— begin Extracted information —

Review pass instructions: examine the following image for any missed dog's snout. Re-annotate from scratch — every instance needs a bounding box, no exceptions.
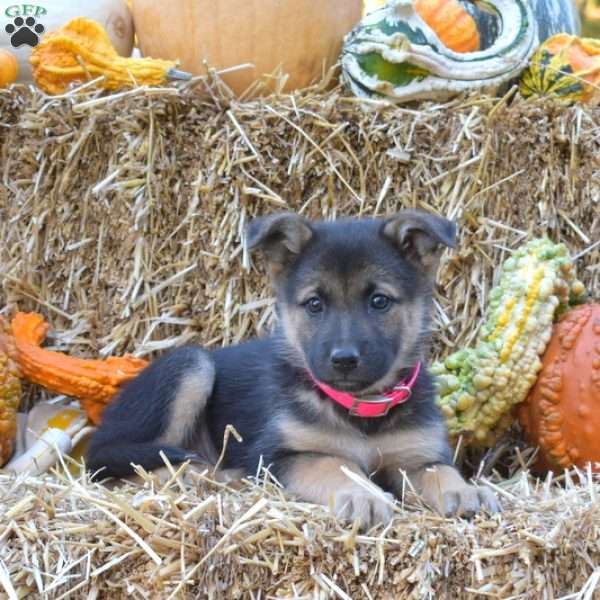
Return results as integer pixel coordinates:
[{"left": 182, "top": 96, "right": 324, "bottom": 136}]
[{"left": 331, "top": 347, "right": 360, "bottom": 371}]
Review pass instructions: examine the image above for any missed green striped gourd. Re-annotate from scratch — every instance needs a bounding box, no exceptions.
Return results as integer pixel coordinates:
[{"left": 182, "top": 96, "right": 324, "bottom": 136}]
[{"left": 341, "top": 0, "right": 537, "bottom": 102}]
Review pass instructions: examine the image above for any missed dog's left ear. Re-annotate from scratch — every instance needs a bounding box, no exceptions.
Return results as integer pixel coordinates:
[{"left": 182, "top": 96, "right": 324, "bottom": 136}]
[
  {"left": 381, "top": 210, "right": 456, "bottom": 270},
  {"left": 246, "top": 213, "right": 313, "bottom": 275}
]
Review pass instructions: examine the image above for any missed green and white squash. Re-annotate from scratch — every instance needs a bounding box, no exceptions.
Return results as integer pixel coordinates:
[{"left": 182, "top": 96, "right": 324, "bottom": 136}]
[
  {"left": 341, "top": 0, "right": 538, "bottom": 102},
  {"left": 461, "top": 0, "right": 581, "bottom": 49}
]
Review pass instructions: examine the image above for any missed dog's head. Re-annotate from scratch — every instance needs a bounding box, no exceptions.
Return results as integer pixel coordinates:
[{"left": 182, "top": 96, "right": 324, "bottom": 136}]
[{"left": 246, "top": 210, "right": 455, "bottom": 393}]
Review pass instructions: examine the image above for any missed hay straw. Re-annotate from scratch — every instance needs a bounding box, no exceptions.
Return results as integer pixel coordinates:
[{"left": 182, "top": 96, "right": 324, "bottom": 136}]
[
  {"left": 0, "top": 78, "right": 600, "bottom": 364},
  {"left": 0, "top": 452, "right": 600, "bottom": 599}
]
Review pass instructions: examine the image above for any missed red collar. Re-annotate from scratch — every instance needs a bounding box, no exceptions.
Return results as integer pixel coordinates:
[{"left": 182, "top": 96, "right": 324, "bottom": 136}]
[{"left": 309, "top": 361, "right": 421, "bottom": 417}]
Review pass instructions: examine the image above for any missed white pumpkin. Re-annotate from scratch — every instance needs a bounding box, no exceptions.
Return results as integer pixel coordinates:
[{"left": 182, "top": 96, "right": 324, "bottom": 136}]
[{"left": 0, "top": 0, "right": 133, "bottom": 81}]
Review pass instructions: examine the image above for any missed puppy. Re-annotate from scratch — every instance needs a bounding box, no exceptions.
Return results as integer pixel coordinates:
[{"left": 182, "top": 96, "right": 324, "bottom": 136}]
[{"left": 88, "top": 210, "right": 500, "bottom": 527}]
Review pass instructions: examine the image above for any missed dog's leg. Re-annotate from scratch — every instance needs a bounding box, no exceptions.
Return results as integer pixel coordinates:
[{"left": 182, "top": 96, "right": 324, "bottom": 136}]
[
  {"left": 87, "top": 348, "right": 215, "bottom": 477},
  {"left": 386, "top": 464, "right": 501, "bottom": 518},
  {"left": 277, "top": 453, "right": 394, "bottom": 528}
]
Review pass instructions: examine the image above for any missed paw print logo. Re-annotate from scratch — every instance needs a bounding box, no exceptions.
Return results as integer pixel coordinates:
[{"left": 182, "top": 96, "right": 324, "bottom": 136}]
[{"left": 4, "top": 17, "right": 45, "bottom": 48}]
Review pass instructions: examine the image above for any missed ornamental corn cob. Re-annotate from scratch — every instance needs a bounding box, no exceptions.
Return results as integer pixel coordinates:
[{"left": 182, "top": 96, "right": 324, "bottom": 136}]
[{"left": 431, "top": 239, "right": 585, "bottom": 446}]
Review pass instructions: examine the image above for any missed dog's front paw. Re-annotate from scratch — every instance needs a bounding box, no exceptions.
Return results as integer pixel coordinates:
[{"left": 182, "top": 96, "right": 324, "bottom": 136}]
[
  {"left": 334, "top": 487, "right": 394, "bottom": 529},
  {"left": 422, "top": 466, "right": 502, "bottom": 518},
  {"left": 435, "top": 483, "right": 502, "bottom": 519}
]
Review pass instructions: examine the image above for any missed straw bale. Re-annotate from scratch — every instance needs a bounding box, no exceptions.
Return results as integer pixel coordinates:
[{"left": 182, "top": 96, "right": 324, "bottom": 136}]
[
  {"left": 0, "top": 458, "right": 600, "bottom": 599},
  {"left": 0, "top": 81, "right": 600, "bottom": 356},
  {"left": 0, "top": 81, "right": 600, "bottom": 599}
]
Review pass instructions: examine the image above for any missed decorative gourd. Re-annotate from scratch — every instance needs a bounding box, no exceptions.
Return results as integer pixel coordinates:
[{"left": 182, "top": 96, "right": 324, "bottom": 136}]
[
  {"left": 11, "top": 313, "right": 148, "bottom": 424},
  {"left": 133, "top": 0, "right": 361, "bottom": 94},
  {"left": 577, "top": 0, "right": 600, "bottom": 38},
  {"left": 364, "top": 0, "right": 479, "bottom": 52},
  {"left": 342, "top": 0, "right": 537, "bottom": 102},
  {"left": 519, "top": 33, "right": 600, "bottom": 104},
  {"left": 468, "top": 0, "right": 581, "bottom": 48},
  {"left": 0, "top": 317, "right": 21, "bottom": 466},
  {"left": 431, "top": 239, "right": 585, "bottom": 446},
  {"left": 0, "top": 0, "right": 133, "bottom": 81},
  {"left": 29, "top": 17, "right": 190, "bottom": 94},
  {"left": 0, "top": 49, "right": 19, "bottom": 88},
  {"left": 519, "top": 304, "right": 600, "bottom": 471}
]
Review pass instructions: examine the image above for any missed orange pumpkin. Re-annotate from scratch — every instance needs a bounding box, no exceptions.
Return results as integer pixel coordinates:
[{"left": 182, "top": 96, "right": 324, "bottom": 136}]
[
  {"left": 11, "top": 313, "right": 148, "bottom": 424},
  {"left": 133, "top": 0, "right": 361, "bottom": 94},
  {"left": 364, "top": 0, "right": 481, "bottom": 52},
  {"left": 519, "top": 304, "right": 600, "bottom": 472},
  {"left": 0, "top": 48, "right": 19, "bottom": 88},
  {"left": 415, "top": 0, "right": 480, "bottom": 52}
]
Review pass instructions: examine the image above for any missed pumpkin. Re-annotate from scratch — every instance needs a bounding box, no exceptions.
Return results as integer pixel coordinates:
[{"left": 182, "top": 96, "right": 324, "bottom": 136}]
[
  {"left": 11, "top": 313, "right": 148, "bottom": 424},
  {"left": 364, "top": 0, "right": 479, "bottom": 52},
  {"left": 0, "top": 49, "right": 19, "bottom": 88},
  {"left": 519, "top": 33, "right": 600, "bottom": 104},
  {"left": 29, "top": 17, "right": 188, "bottom": 94},
  {"left": 431, "top": 239, "right": 585, "bottom": 447},
  {"left": 519, "top": 304, "right": 600, "bottom": 472},
  {"left": 0, "top": 0, "right": 133, "bottom": 81},
  {"left": 342, "top": 0, "right": 537, "bottom": 102},
  {"left": 133, "top": 0, "right": 361, "bottom": 94},
  {"left": 0, "top": 317, "right": 21, "bottom": 466}
]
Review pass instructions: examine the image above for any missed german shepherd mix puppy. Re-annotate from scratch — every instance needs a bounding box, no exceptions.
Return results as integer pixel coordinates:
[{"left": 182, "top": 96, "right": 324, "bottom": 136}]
[{"left": 88, "top": 210, "right": 500, "bottom": 527}]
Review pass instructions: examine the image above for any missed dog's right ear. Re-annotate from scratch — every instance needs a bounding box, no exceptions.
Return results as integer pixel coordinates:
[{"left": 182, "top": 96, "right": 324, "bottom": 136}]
[{"left": 246, "top": 213, "right": 314, "bottom": 275}]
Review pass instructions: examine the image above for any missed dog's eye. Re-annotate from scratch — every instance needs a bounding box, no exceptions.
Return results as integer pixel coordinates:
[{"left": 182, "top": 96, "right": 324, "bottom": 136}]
[
  {"left": 370, "top": 294, "right": 392, "bottom": 310},
  {"left": 304, "top": 296, "right": 323, "bottom": 315}
]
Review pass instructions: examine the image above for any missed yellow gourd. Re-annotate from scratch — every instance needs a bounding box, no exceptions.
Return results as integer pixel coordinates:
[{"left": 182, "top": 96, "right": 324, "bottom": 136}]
[
  {"left": 0, "top": 317, "right": 21, "bottom": 466},
  {"left": 0, "top": 48, "right": 19, "bottom": 88},
  {"left": 29, "top": 17, "right": 189, "bottom": 94}
]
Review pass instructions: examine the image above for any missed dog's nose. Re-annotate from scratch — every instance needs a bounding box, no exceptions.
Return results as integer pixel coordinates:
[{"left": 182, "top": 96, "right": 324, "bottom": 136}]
[{"left": 331, "top": 348, "right": 360, "bottom": 371}]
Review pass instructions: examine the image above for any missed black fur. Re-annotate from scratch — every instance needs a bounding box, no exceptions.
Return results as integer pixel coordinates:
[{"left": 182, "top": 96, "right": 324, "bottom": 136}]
[{"left": 88, "top": 209, "right": 454, "bottom": 476}]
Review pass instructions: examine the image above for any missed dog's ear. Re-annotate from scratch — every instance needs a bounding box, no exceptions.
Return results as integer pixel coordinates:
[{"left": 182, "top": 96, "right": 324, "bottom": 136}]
[
  {"left": 246, "top": 213, "right": 313, "bottom": 275},
  {"left": 381, "top": 210, "right": 456, "bottom": 271}
]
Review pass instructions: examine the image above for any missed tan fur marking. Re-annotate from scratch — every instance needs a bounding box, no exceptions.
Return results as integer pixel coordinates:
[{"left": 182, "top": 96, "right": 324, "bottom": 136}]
[
  {"left": 158, "top": 353, "right": 215, "bottom": 447},
  {"left": 283, "top": 456, "right": 364, "bottom": 504},
  {"left": 280, "top": 420, "right": 445, "bottom": 474}
]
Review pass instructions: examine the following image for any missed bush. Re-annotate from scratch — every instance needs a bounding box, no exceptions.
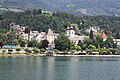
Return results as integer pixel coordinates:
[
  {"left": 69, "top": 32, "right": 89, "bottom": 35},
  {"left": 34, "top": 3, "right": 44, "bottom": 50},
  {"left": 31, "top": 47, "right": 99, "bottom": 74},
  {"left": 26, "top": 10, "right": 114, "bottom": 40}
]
[
  {"left": 2, "top": 50, "right": 6, "bottom": 53},
  {"left": 25, "top": 49, "right": 32, "bottom": 53},
  {"left": 16, "top": 48, "right": 20, "bottom": 51},
  {"left": 40, "top": 49, "right": 46, "bottom": 53},
  {"left": 88, "top": 44, "right": 96, "bottom": 49},
  {"left": 8, "top": 49, "right": 13, "bottom": 52},
  {"left": 99, "top": 49, "right": 110, "bottom": 55}
]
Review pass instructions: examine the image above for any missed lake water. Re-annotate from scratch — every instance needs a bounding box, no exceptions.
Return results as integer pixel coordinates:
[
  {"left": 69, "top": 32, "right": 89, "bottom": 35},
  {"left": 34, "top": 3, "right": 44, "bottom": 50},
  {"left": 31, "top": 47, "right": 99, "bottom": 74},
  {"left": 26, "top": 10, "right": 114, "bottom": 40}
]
[{"left": 0, "top": 57, "right": 120, "bottom": 80}]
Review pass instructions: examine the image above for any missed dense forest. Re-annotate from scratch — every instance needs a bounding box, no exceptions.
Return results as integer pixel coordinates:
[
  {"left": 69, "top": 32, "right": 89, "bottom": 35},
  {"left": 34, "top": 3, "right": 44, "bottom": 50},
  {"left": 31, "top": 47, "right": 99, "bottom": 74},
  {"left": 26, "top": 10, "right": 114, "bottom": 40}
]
[{"left": 0, "top": 9, "right": 120, "bottom": 33}]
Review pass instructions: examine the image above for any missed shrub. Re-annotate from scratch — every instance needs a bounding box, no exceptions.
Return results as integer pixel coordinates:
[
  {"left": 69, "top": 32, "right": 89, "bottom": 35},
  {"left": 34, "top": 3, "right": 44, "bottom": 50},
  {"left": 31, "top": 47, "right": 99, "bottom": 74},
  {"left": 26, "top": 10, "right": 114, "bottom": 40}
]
[
  {"left": 88, "top": 44, "right": 96, "bottom": 49},
  {"left": 2, "top": 50, "right": 6, "bottom": 53},
  {"left": 33, "top": 49, "right": 39, "bottom": 53},
  {"left": 25, "top": 49, "right": 32, "bottom": 53},
  {"left": 8, "top": 49, "right": 13, "bottom": 52},
  {"left": 40, "top": 49, "right": 46, "bottom": 53},
  {"left": 16, "top": 48, "right": 20, "bottom": 51}
]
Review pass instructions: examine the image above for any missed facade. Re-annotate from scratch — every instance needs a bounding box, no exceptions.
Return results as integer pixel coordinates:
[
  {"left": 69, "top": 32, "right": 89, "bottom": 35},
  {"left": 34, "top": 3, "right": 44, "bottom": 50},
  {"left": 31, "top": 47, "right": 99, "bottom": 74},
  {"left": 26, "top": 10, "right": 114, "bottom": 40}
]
[
  {"left": 100, "top": 32, "right": 107, "bottom": 41},
  {"left": 66, "top": 26, "right": 87, "bottom": 45},
  {"left": 113, "top": 39, "right": 120, "bottom": 46},
  {"left": 86, "top": 26, "right": 100, "bottom": 34},
  {"left": 46, "top": 29, "right": 55, "bottom": 44}
]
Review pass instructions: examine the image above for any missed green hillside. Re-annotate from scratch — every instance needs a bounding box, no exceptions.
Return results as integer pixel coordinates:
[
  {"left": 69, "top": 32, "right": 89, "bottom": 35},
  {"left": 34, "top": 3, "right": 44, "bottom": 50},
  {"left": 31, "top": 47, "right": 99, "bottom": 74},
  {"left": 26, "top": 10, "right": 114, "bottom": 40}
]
[
  {"left": 0, "top": 0, "right": 120, "bottom": 16},
  {"left": 0, "top": 9, "right": 120, "bottom": 36}
]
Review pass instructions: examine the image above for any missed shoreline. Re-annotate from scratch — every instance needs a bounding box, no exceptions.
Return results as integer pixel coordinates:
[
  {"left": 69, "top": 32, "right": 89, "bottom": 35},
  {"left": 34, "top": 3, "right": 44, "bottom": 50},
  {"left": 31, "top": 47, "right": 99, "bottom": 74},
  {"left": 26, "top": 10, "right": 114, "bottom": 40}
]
[{"left": 0, "top": 54, "right": 120, "bottom": 57}]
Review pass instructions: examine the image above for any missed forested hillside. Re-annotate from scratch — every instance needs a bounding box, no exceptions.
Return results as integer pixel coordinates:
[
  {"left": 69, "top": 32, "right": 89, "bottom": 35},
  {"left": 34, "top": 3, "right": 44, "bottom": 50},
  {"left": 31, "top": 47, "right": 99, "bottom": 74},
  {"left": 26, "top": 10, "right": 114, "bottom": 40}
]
[
  {"left": 0, "top": 9, "right": 120, "bottom": 33},
  {"left": 0, "top": 0, "right": 120, "bottom": 16}
]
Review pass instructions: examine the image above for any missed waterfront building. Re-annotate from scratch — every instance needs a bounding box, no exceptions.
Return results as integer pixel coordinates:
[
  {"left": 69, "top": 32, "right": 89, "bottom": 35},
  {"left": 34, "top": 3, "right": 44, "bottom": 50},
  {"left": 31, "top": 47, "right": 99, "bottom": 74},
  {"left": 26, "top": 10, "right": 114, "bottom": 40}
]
[
  {"left": 113, "top": 39, "right": 120, "bottom": 46},
  {"left": 46, "top": 29, "right": 55, "bottom": 44},
  {"left": 100, "top": 32, "right": 107, "bottom": 41},
  {"left": 66, "top": 26, "right": 87, "bottom": 44}
]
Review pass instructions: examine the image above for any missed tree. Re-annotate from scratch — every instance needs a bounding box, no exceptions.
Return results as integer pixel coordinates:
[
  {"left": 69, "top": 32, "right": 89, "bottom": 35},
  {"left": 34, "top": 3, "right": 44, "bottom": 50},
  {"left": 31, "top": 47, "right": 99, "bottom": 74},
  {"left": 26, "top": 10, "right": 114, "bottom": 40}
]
[
  {"left": 89, "top": 30, "right": 94, "bottom": 40},
  {"left": 55, "top": 34, "right": 70, "bottom": 51}
]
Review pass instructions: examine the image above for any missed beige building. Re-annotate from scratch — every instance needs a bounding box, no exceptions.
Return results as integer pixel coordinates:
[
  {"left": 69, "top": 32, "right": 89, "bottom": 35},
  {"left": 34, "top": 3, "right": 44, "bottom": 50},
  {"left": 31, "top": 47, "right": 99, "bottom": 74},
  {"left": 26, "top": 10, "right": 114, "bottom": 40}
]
[
  {"left": 46, "top": 29, "right": 55, "bottom": 44},
  {"left": 66, "top": 26, "right": 87, "bottom": 44}
]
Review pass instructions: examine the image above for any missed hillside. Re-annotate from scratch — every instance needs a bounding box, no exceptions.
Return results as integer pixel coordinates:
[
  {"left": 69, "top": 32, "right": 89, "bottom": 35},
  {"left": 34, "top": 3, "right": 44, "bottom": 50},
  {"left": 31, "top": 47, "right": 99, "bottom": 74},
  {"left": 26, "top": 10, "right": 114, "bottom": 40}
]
[
  {"left": 0, "top": 9, "right": 120, "bottom": 34},
  {"left": 0, "top": 0, "right": 120, "bottom": 16}
]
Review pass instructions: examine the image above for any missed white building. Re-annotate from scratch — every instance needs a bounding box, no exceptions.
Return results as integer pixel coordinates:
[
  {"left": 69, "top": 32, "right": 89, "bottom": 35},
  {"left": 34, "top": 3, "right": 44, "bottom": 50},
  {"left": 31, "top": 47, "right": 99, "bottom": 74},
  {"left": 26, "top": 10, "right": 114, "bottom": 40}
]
[
  {"left": 46, "top": 29, "right": 55, "bottom": 44},
  {"left": 86, "top": 26, "right": 100, "bottom": 34},
  {"left": 113, "top": 39, "right": 120, "bottom": 45}
]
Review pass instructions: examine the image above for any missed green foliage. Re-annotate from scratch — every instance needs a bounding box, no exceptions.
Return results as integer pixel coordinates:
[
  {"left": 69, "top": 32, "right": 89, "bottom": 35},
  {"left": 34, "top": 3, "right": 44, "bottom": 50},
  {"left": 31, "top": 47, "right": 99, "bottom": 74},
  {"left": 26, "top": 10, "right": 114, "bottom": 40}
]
[
  {"left": 33, "top": 49, "right": 39, "bottom": 53},
  {"left": 28, "top": 40, "right": 39, "bottom": 47},
  {"left": 55, "top": 34, "right": 71, "bottom": 51},
  {"left": 88, "top": 44, "right": 96, "bottom": 49},
  {"left": 16, "top": 48, "right": 20, "bottom": 51},
  {"left": 25, "top": 49, "right": 32, "bottom": 53},
  {"left": 82, "top": 44, "right": 88, "bottom": 50},
  {"left": 0, "top": 10, "right": 120, "bottom": 34},
  {"left": 2, "top": 50, "right": 6, "bottom": 54},
  {"left": 40, "top": 48, "right": 46, "bottom": 54},
  {"left": 13, "top": 39, "right": 19, "bottom": 45},
  {"left": 8, "top": 49, "right": 13, "bottom": 52}
]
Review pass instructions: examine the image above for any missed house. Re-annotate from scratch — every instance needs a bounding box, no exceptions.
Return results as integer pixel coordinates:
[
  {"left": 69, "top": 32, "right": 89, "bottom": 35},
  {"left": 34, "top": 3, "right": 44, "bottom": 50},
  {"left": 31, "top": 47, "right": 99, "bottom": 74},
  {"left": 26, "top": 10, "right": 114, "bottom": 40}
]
[
  {"left": 86, "top": 26, "right": 100, "bottom": 34},
  {"left": 113, "top": 39, "right": 120, "bottom": 45},
  {"left": 100, "top": 32, "right": 107, "bottom": 41},
  {"left": 66, "top": 26, "right": 87, "bottom": 44},
  {"left": 46, "top": 29, "right": 55, "bottom": 44}
]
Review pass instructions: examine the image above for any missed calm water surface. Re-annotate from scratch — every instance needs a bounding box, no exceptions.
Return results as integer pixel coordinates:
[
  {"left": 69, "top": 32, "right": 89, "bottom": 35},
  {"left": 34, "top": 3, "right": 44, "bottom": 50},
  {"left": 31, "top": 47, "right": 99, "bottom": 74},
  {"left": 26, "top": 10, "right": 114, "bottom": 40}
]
[{"left": 0, "top": 57, "right": 120, "bottom": 80}]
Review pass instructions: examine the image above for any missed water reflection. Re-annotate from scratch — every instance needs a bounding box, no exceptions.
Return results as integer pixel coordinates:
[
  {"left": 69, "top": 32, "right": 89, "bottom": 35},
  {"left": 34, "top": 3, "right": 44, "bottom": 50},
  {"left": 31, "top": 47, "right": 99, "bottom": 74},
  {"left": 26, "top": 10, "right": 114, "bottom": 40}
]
[{"left": 0, "top": 57, "right": 120, "bottom": 80}]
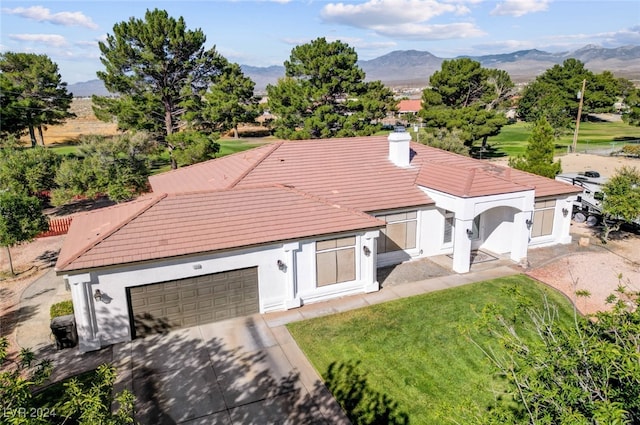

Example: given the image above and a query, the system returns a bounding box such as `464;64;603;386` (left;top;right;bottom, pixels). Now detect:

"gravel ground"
491;153;640;177
0;219;640;358
527;223;640;314
0;236;64;352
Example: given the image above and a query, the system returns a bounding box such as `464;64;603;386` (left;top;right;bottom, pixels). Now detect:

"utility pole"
571;79;587;152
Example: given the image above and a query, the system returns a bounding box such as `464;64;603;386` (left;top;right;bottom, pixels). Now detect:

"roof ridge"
275;183;384;220
229;141;284;189
157;143;273;175
56;193;167;269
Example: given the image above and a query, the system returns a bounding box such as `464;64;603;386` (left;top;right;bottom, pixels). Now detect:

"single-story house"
56;132;578;352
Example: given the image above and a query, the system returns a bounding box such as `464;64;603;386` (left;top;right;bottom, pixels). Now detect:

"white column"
510;211;533;263
65;274;100;353
283;242;302;310
356;230;380;293
453;218;473;273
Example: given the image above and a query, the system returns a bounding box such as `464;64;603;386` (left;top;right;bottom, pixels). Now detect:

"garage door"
128;267;260;337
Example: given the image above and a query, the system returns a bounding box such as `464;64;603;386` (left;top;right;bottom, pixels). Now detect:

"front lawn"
288;275;573;424
487;122;640;156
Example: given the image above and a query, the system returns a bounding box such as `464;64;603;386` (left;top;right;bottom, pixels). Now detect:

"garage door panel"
128;267;260;336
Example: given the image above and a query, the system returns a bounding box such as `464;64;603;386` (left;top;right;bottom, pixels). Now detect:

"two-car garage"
127;267;260;338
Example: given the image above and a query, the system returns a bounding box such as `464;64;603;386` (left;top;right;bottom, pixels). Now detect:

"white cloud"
9;34;67;47
320;0;464;28
376;22;486;40
2;6;98;29
491;0;551;18
321;0;485;40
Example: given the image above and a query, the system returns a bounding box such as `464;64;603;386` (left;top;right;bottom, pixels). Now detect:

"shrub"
622;145;640;157
49;300;73;319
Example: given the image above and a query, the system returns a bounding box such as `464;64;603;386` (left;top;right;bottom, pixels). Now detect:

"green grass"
49;300;73;319
32;369;98;425
487;122;640;156
288;275;573;424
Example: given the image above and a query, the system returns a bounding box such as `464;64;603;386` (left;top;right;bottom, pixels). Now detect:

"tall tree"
267;38;395;139
51;132;156;205
0;52;74;146
0;190;49;275
420;58;514;146
93;9;226;168
602;167;640;242
190;63;258;138
622;87;640;126
509;117;562;178
474;282;640;425
518;58;629;134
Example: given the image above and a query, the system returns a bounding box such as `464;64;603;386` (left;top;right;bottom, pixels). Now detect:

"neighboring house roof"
56;185;384;271
398;99;422;114
56;136;579;271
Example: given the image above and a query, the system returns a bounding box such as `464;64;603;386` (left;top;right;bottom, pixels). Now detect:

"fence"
36;217;73;238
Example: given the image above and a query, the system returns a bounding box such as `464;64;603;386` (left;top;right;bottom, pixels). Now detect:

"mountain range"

— end Extracted information —

* Stated goal *
Filter the items above and copy each line that holds the word "following".

* Full solution *
Review pass instructions: examine the following image for any missed dog's snout. Re-annotate from scratch — every instance needs a bounding box, no exceptions.
Review pass instructions: examine the following image for any missed bush. Re-annotate from scratch — every instance needs a bounding box, no exceptions.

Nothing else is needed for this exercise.